▶ _What is expected_: Set down every one of the records below verbatim, leaving the pictures out of your answer.

Excerpts from a location annotation dataset
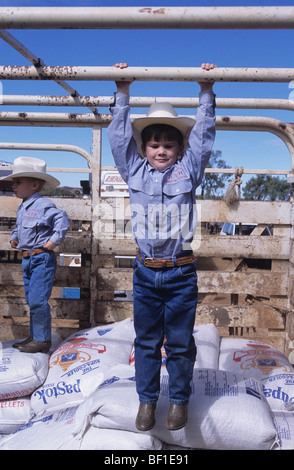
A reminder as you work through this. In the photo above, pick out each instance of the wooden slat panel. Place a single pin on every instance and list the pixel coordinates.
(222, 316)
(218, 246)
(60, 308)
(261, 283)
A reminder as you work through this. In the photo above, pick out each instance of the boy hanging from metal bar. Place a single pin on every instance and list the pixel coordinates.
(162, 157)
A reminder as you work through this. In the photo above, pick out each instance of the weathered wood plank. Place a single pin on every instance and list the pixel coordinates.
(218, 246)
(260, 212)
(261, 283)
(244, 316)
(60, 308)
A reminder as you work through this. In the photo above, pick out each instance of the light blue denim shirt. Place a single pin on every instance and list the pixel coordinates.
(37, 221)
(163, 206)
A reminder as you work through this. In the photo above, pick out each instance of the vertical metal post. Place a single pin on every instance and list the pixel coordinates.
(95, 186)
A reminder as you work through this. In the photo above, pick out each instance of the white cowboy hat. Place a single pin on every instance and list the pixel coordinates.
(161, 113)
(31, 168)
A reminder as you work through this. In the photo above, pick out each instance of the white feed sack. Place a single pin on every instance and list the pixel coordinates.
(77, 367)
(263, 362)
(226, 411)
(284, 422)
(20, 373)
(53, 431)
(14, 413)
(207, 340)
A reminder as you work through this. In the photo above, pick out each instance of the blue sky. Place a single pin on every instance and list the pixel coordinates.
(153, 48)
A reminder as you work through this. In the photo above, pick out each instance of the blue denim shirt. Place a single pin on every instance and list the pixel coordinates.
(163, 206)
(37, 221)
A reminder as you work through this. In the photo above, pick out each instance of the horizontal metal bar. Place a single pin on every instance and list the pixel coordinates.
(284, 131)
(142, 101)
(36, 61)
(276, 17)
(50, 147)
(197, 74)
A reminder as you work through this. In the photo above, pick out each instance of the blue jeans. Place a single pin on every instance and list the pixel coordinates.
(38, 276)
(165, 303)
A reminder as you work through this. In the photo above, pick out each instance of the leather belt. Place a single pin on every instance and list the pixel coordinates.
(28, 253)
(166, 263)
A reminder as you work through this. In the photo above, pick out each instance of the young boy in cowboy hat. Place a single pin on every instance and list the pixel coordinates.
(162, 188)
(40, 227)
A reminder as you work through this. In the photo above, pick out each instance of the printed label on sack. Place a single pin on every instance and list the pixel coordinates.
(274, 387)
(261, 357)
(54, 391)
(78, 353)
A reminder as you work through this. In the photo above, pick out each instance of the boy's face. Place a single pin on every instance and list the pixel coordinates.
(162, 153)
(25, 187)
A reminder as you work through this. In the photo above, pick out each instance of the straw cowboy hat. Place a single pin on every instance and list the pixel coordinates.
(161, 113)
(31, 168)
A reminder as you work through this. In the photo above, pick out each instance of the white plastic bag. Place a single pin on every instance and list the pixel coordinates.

▶ _Result below_:
A reminder as you work through this. In the photo above, pick out each instance of the wooden slat panel. Place a single pin on every instance and list the pixel coordinates.
(222, 316)
(218, 246)
(60, 308)
(261, 283)
A reminder as you work through this. In the photo above, pick out each instance of the boy hanging from metal bar. Place a single pin on every instance and list the pixel coordinates.
(162, 157)
A reminder as you work through this. In the photo above, pick out each instance of the weathered wood plank. Place a single pin on every instance and list the pixel coordinates.
(218, 246)
(260, 212)
(261, 283)
(244, 316)
(60, 308)
A reminder as you work through this. In the photo above, pick out each instance of the light blue denim shirt. Place a single pin on every instance and list the pixel coordinates.
(37, 221)
(163, 206)
A reminder as you work through this. In the photo above, pick out each instance of the vertical metal post. Place a single pin on every instance and list the pixel coordinates.
(95, 186)
A reminder as you work through this. In the photo above, pick out each instance of the white cowboy hat. Place a single pin on every instance and list the pixel coordinates.
(161, 113)
(31, 168)
A reminder as you work through this. In the photo above, pick out each instance of the white feed sack. Place a single pin on every instance and list the pixel coordinates.
(77, 367)
(263, 362)
(226, 411)
(284, 422)
(20, 373)
(53, 431)
(14, 413)
(207, 340)
A reminder as you work through this. In the photo above, pick out each instance of the blue sky. Place a single pin on every instance and list the pixel coordinates.
(153, 48)
A reminder as you work through this. In the photo above, pick out each instance of the blue denim shirt. Place a single pin on every instance and list the pixel coordinates.
(163, 206)
(37, 221)
A reminder as you work through this. In the photo above, pick out each instance of the horizontal metal bar. Place a single pin on every instance and list the pixel coordinates.
(284, 131)
(142, 101)
(36, 61)
(276, 17)
(50, 147)
(197, 74)
A reminder as you work through this. In the photo above, pick out each instance of the blue jeans. Place a single pin on every instance and list the pixel coordinates.
(38, 276)
(165, 303)
A reminder as you work through this. In the photo above, pick out each instance of the leather belt. Place a single pin on every instance and list the pixel coordinates.
(28, 253)
(166, 263)
A reminder as you work through this. In the photo above, pick out each instance of the young boy in cowboy hat. Place a single pin on every instance and list the pixel coordinates.
(162, 188)
(40, 227)
A reminder as you work through this. In the photo above, pick out each instance of the printed label on sack. Place a single pin on every instance and list the pixel coordinates.
(274, 387)
(261, 357)
(54, 391)
(78, 353)
A reminder as you work through this. In the photo above, pick out each instance of the boy's face. Place a single pin on every instance and list the pixel coordinates.
(162, 153)
(25, 187)
A reminder as you work through this. In the photo above, pick out each instance of the straw cowboy hat. Place a single pin on every instance and list the pixel coordinates.
(161, 113)
(31, 168)
A reminder as you work through this. In the photo above, pick out each instance of the white plastic bag. Place a single pin on every instance and list the pixel coordinates.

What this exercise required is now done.